Collected data
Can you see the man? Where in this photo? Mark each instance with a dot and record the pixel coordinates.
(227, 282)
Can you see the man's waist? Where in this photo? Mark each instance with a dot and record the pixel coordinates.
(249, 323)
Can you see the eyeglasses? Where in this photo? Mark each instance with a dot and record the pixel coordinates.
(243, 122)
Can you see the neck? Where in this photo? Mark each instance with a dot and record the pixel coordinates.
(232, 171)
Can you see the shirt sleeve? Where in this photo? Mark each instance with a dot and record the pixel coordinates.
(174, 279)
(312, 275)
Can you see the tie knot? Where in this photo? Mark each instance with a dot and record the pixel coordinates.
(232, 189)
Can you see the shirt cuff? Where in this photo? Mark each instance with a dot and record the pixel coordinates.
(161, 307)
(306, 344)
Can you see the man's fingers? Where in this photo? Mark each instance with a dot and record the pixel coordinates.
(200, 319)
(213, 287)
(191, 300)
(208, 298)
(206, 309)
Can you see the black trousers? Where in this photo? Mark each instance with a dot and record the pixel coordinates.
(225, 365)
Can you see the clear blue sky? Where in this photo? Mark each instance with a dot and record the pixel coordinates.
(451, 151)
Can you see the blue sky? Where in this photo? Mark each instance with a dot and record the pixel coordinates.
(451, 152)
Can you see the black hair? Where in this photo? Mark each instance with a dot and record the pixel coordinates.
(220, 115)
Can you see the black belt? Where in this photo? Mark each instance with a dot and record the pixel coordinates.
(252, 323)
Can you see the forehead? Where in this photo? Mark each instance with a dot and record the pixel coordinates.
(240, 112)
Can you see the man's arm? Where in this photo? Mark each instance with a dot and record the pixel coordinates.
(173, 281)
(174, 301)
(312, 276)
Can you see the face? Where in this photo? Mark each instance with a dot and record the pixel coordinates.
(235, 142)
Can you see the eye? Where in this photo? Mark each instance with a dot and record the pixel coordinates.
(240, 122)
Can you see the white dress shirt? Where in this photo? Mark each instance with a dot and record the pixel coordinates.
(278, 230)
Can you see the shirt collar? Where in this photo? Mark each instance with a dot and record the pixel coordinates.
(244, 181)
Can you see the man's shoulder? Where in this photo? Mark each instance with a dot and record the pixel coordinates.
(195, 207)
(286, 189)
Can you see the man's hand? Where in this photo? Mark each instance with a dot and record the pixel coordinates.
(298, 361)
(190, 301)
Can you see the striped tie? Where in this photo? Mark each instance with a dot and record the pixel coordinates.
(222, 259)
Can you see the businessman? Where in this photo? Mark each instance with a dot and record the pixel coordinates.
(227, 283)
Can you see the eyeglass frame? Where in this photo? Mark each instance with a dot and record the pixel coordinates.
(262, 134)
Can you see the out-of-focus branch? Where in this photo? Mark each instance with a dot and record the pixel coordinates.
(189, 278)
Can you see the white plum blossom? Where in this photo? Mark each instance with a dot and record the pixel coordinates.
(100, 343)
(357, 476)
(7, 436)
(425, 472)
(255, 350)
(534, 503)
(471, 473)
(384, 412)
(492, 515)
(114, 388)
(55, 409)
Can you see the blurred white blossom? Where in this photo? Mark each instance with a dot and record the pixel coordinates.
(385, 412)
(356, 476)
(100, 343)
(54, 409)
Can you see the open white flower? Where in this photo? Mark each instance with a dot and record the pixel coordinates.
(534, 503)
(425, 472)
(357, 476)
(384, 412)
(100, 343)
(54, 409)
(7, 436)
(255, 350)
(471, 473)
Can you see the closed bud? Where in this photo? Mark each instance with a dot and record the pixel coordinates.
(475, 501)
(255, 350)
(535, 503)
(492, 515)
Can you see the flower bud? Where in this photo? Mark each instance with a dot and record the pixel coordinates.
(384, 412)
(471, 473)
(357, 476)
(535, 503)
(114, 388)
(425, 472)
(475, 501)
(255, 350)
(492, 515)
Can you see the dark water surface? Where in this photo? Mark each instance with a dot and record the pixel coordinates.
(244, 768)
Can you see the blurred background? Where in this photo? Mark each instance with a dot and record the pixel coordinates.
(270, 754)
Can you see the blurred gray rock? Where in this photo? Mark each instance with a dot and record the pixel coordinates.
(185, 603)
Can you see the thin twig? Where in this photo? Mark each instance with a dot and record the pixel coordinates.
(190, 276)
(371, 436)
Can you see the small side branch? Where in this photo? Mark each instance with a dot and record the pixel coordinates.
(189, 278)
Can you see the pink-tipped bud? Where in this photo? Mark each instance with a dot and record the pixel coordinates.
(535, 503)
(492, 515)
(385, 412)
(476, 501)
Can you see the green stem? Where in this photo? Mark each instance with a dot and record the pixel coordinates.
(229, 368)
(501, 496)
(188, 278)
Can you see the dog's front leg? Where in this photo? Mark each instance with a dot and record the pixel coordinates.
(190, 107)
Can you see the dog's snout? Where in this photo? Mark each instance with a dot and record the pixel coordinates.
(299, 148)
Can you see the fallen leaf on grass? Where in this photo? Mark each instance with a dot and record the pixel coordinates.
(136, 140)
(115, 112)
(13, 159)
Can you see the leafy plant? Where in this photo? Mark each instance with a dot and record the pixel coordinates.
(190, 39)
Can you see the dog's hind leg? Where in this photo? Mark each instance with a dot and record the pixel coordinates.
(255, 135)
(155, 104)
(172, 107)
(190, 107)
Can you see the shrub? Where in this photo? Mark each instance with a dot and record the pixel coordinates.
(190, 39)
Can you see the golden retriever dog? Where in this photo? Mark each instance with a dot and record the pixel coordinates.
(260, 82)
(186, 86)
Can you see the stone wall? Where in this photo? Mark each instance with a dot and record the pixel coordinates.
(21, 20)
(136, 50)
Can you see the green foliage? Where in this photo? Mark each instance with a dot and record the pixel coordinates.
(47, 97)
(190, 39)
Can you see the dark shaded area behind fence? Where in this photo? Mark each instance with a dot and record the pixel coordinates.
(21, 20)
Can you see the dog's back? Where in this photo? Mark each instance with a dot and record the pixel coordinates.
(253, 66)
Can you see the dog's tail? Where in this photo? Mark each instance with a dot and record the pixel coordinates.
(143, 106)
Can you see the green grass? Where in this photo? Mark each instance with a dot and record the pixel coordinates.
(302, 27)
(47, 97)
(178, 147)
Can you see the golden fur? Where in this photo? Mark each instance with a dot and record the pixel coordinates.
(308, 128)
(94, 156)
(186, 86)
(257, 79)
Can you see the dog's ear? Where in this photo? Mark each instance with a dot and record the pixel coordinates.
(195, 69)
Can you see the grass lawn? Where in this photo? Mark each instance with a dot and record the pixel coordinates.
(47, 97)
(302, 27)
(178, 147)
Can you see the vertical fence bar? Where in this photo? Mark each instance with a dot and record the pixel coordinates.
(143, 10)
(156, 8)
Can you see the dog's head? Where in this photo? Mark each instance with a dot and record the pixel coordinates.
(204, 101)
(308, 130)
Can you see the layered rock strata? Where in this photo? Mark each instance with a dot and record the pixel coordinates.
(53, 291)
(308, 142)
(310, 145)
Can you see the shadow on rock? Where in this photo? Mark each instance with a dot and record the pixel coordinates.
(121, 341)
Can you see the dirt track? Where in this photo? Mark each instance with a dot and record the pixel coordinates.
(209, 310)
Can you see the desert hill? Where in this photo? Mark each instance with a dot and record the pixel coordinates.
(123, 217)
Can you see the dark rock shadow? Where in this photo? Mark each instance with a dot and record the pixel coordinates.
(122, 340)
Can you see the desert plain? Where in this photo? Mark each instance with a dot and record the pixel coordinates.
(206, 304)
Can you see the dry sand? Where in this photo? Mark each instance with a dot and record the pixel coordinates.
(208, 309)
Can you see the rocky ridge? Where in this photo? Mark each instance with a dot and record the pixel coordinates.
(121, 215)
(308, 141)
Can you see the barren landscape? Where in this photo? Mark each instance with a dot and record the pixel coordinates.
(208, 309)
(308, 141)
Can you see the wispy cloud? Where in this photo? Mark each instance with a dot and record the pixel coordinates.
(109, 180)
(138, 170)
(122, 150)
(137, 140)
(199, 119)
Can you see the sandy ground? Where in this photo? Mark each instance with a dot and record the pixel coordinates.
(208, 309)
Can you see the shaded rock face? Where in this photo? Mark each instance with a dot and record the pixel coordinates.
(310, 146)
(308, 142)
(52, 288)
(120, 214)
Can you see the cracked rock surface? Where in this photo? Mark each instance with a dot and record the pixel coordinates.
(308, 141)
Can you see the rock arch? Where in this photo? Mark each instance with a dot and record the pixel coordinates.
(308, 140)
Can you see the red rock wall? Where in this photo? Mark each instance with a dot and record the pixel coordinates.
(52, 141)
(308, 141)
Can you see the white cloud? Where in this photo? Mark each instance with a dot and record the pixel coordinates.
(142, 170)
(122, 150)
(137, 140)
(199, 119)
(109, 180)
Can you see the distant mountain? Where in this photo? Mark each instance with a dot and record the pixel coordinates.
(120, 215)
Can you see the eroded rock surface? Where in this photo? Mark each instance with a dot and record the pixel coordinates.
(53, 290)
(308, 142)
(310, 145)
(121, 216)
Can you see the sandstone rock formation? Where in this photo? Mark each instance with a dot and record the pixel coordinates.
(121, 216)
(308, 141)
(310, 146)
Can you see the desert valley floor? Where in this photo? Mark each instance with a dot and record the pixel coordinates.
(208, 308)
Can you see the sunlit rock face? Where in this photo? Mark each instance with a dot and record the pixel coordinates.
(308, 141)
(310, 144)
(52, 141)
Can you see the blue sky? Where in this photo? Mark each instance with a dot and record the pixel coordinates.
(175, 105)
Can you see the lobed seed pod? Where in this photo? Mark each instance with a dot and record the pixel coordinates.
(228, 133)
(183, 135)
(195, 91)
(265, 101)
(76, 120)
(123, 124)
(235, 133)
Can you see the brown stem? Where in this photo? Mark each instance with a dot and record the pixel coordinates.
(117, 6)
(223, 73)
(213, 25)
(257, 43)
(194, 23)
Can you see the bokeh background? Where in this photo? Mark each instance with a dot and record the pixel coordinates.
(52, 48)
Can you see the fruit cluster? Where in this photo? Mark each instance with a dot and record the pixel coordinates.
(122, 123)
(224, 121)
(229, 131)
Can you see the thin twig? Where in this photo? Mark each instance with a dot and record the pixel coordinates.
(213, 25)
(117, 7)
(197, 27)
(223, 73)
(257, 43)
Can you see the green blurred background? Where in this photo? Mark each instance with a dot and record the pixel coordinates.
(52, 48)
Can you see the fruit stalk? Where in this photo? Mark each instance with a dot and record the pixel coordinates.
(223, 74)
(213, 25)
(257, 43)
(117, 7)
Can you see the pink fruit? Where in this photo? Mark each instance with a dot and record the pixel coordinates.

WHAT YOU HAVE TO DO = Your task is to set down exactly the lines from the line containing "Can you see the green blurred" to the end of the data above, including both ends.

WRITTEN RESPONSE =
Can you see the green blurred background? Where in this photo? Mark each instance with a dot and record the pixel coordinates.
(52, 48)
Can you see the fruit stalk? Where in this photo? Mark each instance with a dot and record the pixel coordinates.
(223, 74)
(213, 25)
(257, 43)
(117, 7)
Can you see the pink fruit? Where in this photo? Mark each instance with a dot and record the pixel coordinates.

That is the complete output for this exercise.